### EXTRACT
————

4/3/24 – The few people checking this site have surely figured out that I’m horrible at timely updates and right now, at least, I have a decent excuse for being horrible at timely updates. The early months of this journey have been enlightening on many levels, one of which is that so much of the experience is hard to articulate. It feels somewhat comparable to our recent Disney vacation. Exhaustive research-planning-scheduling, emotional overwhelm, suspenseful wait times, and leaps of faith to (try to) enjoy the ride. Especially the rollercoasters. Strap in, get pulled along by unseen forces, twists, turns, pauses, calm, exhilaration, and times when things feel completely out of control.

————

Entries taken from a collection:
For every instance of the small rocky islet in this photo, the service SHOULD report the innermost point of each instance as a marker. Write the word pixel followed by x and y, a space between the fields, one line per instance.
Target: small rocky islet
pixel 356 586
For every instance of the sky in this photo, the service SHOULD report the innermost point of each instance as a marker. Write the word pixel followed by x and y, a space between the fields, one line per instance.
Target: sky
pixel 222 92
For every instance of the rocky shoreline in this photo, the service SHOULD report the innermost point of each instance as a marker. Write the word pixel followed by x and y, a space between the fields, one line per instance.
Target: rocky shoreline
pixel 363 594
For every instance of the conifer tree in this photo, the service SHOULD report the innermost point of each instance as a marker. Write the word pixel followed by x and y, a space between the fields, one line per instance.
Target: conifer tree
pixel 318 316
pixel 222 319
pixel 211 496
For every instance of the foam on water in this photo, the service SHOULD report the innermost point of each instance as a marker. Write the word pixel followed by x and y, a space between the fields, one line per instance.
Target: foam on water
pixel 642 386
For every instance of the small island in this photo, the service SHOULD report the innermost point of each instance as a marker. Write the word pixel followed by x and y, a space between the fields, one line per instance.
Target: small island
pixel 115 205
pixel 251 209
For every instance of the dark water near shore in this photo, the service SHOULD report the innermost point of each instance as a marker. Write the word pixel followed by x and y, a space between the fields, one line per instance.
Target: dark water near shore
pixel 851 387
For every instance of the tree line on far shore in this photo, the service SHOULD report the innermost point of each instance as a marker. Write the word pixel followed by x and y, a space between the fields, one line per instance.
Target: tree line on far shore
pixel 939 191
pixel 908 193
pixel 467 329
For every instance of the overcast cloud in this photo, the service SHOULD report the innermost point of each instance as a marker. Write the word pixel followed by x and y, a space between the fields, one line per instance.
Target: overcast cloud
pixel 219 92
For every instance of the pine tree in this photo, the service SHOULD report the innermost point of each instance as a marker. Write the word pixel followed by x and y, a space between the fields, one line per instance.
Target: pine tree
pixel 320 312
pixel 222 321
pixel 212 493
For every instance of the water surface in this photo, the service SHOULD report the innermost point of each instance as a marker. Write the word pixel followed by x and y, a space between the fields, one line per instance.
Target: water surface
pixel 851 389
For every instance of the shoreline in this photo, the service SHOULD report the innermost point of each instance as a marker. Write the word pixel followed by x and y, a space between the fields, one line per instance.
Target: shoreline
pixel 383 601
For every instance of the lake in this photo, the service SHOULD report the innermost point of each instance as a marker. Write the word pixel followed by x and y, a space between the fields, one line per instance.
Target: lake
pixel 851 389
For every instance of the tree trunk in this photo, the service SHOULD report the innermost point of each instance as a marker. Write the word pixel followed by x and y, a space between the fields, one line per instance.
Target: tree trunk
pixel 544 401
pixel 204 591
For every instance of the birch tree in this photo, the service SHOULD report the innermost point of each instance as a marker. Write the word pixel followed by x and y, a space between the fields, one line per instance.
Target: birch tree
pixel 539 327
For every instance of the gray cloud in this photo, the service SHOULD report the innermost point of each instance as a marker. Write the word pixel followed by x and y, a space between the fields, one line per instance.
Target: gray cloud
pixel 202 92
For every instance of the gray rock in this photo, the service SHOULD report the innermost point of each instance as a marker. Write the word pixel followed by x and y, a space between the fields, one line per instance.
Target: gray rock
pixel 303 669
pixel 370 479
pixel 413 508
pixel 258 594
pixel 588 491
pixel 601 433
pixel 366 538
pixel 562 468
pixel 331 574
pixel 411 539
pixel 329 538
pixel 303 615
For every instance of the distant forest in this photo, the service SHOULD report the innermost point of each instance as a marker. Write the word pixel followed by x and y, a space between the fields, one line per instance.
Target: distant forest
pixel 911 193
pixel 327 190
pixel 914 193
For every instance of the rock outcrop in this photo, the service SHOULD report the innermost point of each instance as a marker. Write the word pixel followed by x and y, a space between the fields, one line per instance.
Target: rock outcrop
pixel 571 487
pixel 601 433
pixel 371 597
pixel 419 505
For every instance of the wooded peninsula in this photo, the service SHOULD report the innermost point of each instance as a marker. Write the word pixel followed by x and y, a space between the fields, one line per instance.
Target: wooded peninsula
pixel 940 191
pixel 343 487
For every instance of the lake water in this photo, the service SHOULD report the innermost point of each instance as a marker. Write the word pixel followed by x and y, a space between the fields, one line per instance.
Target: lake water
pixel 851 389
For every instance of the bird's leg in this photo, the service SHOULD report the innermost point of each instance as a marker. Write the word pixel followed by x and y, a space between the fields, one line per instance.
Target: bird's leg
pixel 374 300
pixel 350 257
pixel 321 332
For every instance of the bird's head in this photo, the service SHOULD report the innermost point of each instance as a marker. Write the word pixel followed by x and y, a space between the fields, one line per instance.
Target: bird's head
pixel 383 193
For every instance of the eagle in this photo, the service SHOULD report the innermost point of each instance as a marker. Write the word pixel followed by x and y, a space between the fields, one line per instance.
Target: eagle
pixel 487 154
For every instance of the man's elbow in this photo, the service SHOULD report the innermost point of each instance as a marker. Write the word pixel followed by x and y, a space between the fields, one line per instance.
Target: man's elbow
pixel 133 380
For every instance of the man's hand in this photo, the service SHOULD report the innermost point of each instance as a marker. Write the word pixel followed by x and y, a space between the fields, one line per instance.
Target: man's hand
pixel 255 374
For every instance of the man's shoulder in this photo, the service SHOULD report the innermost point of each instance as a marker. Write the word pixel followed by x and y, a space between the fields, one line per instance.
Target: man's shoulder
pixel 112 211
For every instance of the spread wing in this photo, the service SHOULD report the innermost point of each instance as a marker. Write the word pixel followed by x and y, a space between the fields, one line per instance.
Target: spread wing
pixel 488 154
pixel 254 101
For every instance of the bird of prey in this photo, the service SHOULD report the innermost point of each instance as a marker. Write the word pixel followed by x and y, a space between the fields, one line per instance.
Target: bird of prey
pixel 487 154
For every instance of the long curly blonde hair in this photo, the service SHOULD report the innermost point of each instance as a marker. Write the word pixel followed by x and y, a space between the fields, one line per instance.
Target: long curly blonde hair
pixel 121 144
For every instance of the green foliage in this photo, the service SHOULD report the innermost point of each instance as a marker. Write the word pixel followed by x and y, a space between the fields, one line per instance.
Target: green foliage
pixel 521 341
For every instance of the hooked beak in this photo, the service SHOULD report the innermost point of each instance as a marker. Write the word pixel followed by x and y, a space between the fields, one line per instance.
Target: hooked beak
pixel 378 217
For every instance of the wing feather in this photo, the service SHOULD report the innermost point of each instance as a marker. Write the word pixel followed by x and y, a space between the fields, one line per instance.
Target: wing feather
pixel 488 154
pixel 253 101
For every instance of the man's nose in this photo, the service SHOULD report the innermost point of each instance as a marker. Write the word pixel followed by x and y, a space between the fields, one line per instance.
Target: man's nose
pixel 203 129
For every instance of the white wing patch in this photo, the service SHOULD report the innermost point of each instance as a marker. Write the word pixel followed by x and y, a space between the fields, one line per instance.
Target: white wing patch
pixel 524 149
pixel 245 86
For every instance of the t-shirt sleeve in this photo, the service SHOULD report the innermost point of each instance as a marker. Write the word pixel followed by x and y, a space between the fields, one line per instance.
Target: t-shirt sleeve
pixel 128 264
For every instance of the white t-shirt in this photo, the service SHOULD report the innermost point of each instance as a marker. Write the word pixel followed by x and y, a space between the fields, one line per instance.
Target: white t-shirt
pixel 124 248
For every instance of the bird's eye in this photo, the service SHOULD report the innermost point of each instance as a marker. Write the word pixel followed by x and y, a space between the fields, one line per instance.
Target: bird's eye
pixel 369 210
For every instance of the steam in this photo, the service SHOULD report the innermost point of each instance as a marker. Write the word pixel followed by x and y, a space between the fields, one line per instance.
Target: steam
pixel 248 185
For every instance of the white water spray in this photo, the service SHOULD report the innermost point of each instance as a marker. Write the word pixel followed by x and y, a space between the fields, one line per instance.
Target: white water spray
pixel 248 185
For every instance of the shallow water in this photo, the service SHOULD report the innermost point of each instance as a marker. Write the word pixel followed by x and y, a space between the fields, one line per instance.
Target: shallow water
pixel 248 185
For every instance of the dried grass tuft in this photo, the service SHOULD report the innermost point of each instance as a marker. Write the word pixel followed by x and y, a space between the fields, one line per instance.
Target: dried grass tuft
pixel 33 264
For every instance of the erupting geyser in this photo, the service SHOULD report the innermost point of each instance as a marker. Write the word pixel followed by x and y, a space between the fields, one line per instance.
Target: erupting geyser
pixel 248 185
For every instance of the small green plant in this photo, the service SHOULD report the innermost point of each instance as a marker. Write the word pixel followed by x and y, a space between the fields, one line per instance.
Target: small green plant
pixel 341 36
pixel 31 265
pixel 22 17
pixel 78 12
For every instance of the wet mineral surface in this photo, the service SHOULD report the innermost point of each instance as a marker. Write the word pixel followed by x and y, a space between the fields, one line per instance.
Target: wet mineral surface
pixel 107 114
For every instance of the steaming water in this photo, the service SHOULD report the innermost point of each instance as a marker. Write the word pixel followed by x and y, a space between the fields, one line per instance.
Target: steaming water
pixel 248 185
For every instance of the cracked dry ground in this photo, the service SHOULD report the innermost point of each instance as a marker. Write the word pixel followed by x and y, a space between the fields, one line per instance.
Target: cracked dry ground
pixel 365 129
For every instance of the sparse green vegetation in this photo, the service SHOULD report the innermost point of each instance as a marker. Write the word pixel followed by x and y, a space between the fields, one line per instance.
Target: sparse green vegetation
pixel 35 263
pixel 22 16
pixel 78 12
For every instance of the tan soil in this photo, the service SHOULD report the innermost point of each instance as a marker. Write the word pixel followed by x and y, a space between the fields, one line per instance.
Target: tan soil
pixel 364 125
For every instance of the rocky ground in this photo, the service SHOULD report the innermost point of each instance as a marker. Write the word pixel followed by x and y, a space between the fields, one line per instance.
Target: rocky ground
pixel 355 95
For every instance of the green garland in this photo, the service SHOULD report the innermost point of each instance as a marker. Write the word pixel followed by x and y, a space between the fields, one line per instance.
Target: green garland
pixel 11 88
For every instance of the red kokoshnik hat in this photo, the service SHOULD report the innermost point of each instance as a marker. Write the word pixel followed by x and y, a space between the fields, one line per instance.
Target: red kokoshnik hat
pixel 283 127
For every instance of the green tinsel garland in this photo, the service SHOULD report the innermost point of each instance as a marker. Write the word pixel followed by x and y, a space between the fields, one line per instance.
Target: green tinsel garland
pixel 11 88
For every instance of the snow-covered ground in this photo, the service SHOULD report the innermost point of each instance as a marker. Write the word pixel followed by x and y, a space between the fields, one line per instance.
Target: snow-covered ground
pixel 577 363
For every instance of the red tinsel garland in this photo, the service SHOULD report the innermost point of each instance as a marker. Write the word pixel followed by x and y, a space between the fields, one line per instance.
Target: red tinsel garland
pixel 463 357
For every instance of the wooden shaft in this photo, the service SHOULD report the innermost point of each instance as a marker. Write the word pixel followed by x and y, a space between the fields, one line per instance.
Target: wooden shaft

————

### WORK REQUEST 1
In the blog entry, what recent trip does the writer compare the early months of the journey to?
### WORK REQUEST 2
Decide whether each statement agrees with the blog entry, and support each yes or no with the deciding words quoted from it: (a) The writer has been good at posting timely updates. (b) The writer finds much of the experience hard to put into words. (c) The writer says the ride never feels out of control.
### WORK REQUEST 3
Go on with the blog entry, picking up after its final sentence.
The lines aren't needed for any of the tasks.

### EXPECTED OUTPUT 1
A recent Disney vacation.

### EXPECTED OUTPUT 2
(a) No: "I’m horrible at timely updates"
(b) Yes: "so much of the experience is hard to articulate"
(c) No: "times when things feel completely out of control"

### EXPECTED OUTPUT 3
The days leading up to 04/01 – PET scan #1 to assess the first two immunotherapy infusions’ effectiveness – presented the steepest emotional ascent since diagnosis. My non-standard-of-care (convention-bucking) treatment protocol is based on a multi-phase clinical trial. Since so few details were shared, I spent hours going down research rabbit holes trying to determine what response markers (tumor size, lymph node activity, etc) they’d be measuring. No surprise, that only heightened my anxiety. Scans themselves have become routine thanks to consistent breathwork practice, but the pre-post anticipation is still excruciating. Thankfully, my soul sisters are infinitely brighter than me so instead of waiting most of the day to open MyChart, I was encouraged to check results after just an hour. There in fine, mostly unintelligible, print it said “overall favorable response.” Next day’s oncologist appointment confirmed our cautious optimism. While not at Disney’s TRON Lightcycle launch speed, things are generally going in the right direction. At least to a point the provider team has agreed to continue “chemo-light” immunotherapy for two more cycles, with another PET response scan in late May. Phew, I’ll take it!